Brano di testo:
^^^^

La cucina della Costiera Amalfitana sa, al contempo, esprimere tanto la tradizione quanto l’innovazione più spinta e le tecniche più ardite.
Un esempio è dato dal “Pomodoro ravellese”, la nuova creazione dell’executive chef de “La Rondinaia” Enrico Ruggiero, presentata in occasione di “Buonissimi, nutriamo la ricerca”, l’evento charity giunto alla quinta edizione, tenutosi ieri sera presso le “Rocce Rosse” del Lloyd’s Baia di Vietri sul Mare.
Particolarmente creativo e suggestivo il piatto, che condensa, in una piccola sfera, dall’aspetto esteriore di un pomodorino datterino rosso, alcuni prodotti di eccellenza del territorio campano, reinterpretati con estro e creatività dallo chef sarnese che da inizio di quest’anno ha assunto la guida della brigata all’interno della storica struttura della città della musica.

^^^^

Dati grezzi:
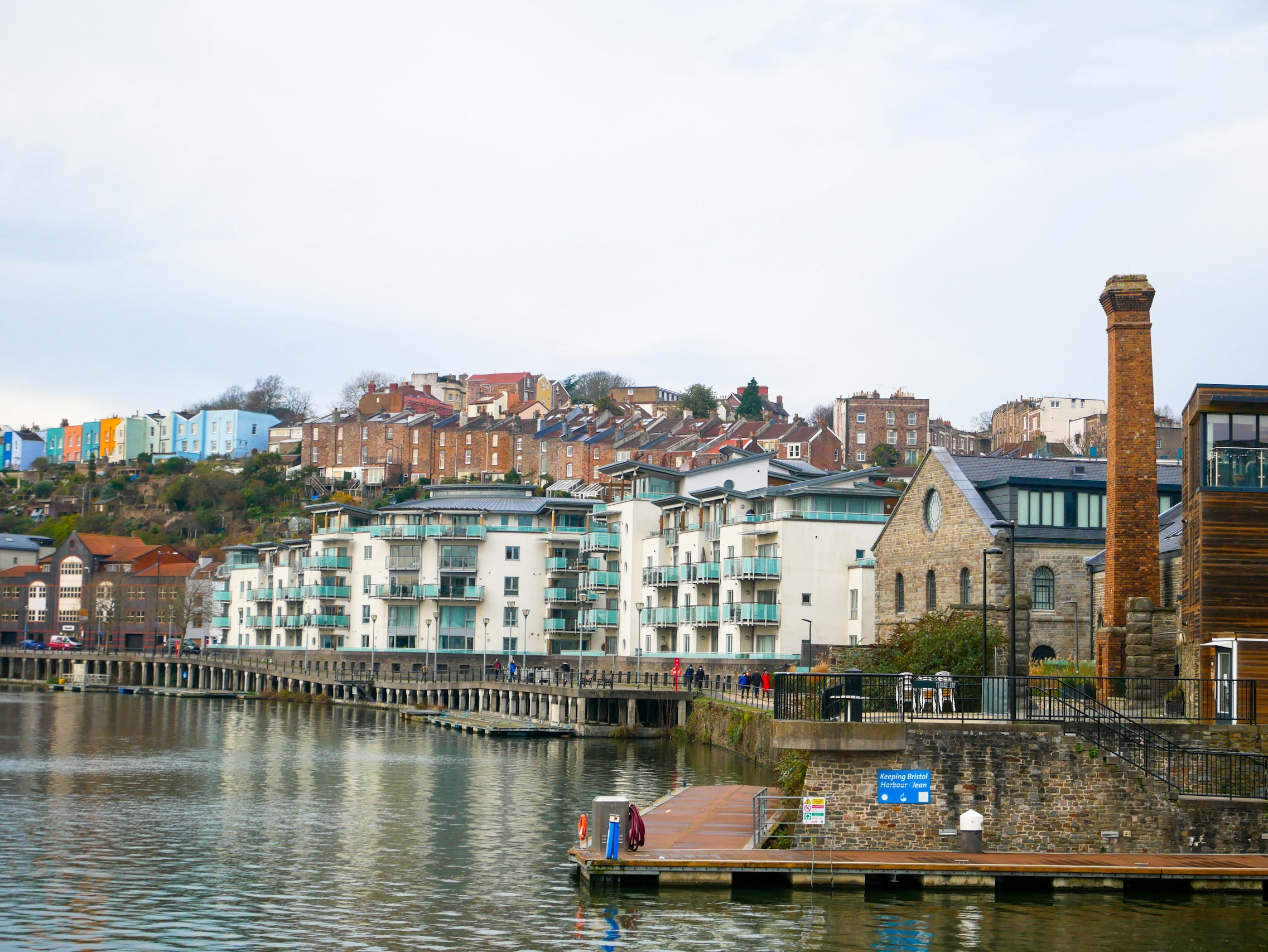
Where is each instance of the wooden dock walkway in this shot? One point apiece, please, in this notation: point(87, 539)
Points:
point(487, 724)
point(703, 837)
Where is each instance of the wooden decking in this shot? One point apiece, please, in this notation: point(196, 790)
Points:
point(702, 836)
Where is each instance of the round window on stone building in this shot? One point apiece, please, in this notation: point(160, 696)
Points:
point(932, 510)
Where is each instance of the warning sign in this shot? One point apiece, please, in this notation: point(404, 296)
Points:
point(814, 810)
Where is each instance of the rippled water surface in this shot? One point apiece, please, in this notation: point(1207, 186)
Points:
point(151, 823)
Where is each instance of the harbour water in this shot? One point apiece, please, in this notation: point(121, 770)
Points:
point(156, 823)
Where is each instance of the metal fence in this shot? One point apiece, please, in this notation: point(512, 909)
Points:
point(908, 698)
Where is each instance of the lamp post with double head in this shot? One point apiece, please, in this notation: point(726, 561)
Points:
point(992, 550)
point(638, 644)
point(1011, 530)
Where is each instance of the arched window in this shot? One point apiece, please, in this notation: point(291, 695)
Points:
point(1043, 588)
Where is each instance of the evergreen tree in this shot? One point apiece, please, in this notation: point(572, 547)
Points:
point(751, 402)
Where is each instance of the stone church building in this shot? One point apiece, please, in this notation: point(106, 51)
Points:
point(930, 553)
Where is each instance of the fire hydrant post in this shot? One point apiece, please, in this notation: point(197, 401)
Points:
point(970, 832)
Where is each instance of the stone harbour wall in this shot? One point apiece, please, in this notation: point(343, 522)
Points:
point(1038, 790)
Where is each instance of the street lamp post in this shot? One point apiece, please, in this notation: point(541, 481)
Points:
point(1076, 604)
point(992, 550)
point(638, 644)
point(1011, 528)
point(524, 648)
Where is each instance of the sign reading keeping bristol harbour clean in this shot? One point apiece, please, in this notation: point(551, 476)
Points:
point(902, 786)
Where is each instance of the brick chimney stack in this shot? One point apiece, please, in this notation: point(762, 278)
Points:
point(1131, 494)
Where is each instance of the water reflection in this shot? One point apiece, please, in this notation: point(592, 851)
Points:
point(151, 823)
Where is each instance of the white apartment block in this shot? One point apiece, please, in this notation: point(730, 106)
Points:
point(728, 560)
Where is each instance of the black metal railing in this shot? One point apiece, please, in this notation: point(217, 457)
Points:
point(906, 698)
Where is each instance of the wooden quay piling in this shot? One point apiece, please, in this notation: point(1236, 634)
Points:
point(704, 837)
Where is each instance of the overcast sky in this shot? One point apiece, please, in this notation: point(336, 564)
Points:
point(830, 196)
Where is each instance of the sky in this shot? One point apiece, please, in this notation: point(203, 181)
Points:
point(831, 197)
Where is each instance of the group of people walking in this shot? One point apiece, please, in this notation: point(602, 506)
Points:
point(755, 681)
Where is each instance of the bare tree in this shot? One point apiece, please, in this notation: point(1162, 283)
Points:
point(589, 387)
point(354, 388)
point(981, 424)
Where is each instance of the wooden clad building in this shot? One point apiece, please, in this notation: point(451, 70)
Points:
point(1225, 540)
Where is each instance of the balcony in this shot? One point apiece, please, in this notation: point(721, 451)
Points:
point(600, 542)
point(662, 574)
point(600, 579)
point(702, 614)
point(400, 531)
point(704, 572)
point(322, 592)
point(397, 591)
point(599, 618)
point(753, 612)
point(457, 563)
point(454, 593)
point(327, 620)
point(753, 567)
point(326, 562)
point(661, 616)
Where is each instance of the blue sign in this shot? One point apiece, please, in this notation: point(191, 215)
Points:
point(902, 786)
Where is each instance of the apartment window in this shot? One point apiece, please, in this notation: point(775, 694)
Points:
point(1043, 586)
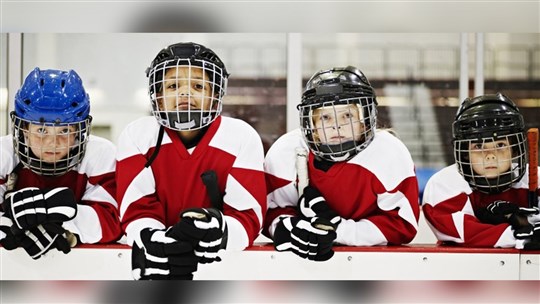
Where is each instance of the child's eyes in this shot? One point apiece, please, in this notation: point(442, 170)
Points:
point(325, 117)
point(477, 146)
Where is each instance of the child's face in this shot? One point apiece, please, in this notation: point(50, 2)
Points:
point(490, 159)
point(51, 144)
point(185, 88)
point(337, 124)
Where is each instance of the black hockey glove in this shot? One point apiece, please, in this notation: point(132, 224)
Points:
point(500, 212)
point(30, 206)
point(302, 238)
point(312, 204)
point(205, 229)
point(160, 257)
point(38, 240)
point(533, 242)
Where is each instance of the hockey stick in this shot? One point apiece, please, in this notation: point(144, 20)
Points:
point(301, 170)
point(532, 138)
point(303, 179)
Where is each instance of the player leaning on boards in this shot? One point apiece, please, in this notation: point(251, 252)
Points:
point(57, 184)
point(190, 181)
point(362, 187)
point(482, 199)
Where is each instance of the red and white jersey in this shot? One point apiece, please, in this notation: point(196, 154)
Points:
point(154, 197)
point(449, 204)
point(92, 181)
point(375, 192)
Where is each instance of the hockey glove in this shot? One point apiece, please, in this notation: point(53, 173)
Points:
point(500, 212)
point(30, 206)
point(302, 238)
point(38, 240)
point(7, 239)
point(205, 229)
point(532, 242)
point(159, 257)
point(312, 204)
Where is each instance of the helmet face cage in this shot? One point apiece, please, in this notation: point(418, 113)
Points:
point(50, 149)
point(338, 129)
point(187, 83)
point(492, 164)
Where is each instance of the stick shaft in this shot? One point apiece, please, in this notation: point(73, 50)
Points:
point(301, 170)
point(532, 139)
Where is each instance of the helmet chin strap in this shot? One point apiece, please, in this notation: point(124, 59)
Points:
point(185, 121)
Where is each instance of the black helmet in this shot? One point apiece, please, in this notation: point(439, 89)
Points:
point(341, 90)
point(187, 54)
point(483, 120)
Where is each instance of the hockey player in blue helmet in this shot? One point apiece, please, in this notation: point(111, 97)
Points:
point(56, 194)
point(51, 121)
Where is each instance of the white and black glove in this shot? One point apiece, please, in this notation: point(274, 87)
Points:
point(205, 229)
point(302, 238)
point(31, 206)
point(7, 238)
point(38, 240)
point(312, 204)
point(159, 257)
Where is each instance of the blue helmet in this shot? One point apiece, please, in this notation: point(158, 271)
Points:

^^^^

Lavoro richiesto: Cita dal testo sul Pomodoro ravellese il passo che va da "Particolarmente creativo e" fino a "città della musica." incluso.

Risultato del compito:
Particolarmente creativo e suggestivo il piatto, che condensa, in una piccola sfera, dall’aspetto esteriore di un pomodorino datterino rosso, alcuni prodotti di eccellenza del territorio campano, reinterpretati con estro e creatività dallo chef sarnese che da inizio di quest’anno ha assunto la guida della brigata all’interno della storica struttura della città della musica.